-- Problem statement --
Rewrite the material below as a Markdown table with columns headed Row and Line, numbering each row and skipping blank lines. Begin at the line that has "Please identify the butterfly body" and stop after the final line of the material.

— begin Provided data —

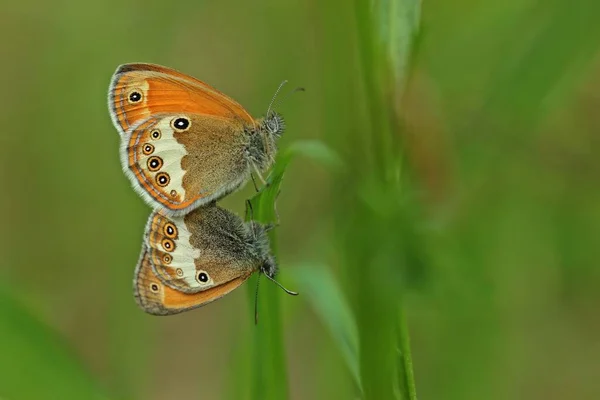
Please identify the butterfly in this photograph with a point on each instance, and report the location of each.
(191, 260)
(183, 143)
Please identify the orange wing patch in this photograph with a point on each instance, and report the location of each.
(157, 299)
(160, 178)
(140, 90)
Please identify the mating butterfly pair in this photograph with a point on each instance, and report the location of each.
(185, 145)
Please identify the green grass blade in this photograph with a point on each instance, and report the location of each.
(323, 293)
(269, 378)
(35, 363)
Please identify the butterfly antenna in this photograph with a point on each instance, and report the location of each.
(256, 301)
(275, 96)
(281, 286)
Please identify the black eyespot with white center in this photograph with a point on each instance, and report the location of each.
(155, 163)
(135, 97)
(148, 149)
(170, 230)
(202, 277)
(181, 124)
(168, 245)
(162, 179)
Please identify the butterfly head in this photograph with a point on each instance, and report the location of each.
(273, 124)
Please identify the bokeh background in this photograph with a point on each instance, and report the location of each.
(465, 206)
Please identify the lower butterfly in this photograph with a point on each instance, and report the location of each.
(189, 261)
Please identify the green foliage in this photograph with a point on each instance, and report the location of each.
(321, 289)
(35, 362)
(462, 203)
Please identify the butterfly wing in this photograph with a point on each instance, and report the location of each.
(138, 91)
(156, 298)
(178, 162)
(205, 249)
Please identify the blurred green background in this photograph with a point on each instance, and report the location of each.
(466, 206)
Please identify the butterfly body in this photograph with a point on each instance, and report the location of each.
(183, 143)
(188, 261)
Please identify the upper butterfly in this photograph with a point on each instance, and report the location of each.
(184, 143)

— end Provided data —

-- Task answer --
| Row | Line |
|---|---|
| 1 | Please identify the butterfly body in this photograph with a point on each instance, and report the location of each. |
| 2 | (183, 143) |
| 3 | (188, 261) |
| 4 | Please identify the upper butterfly in this photograph with a point on each instance, and report the location of each. |
| 5 | (184, 143) |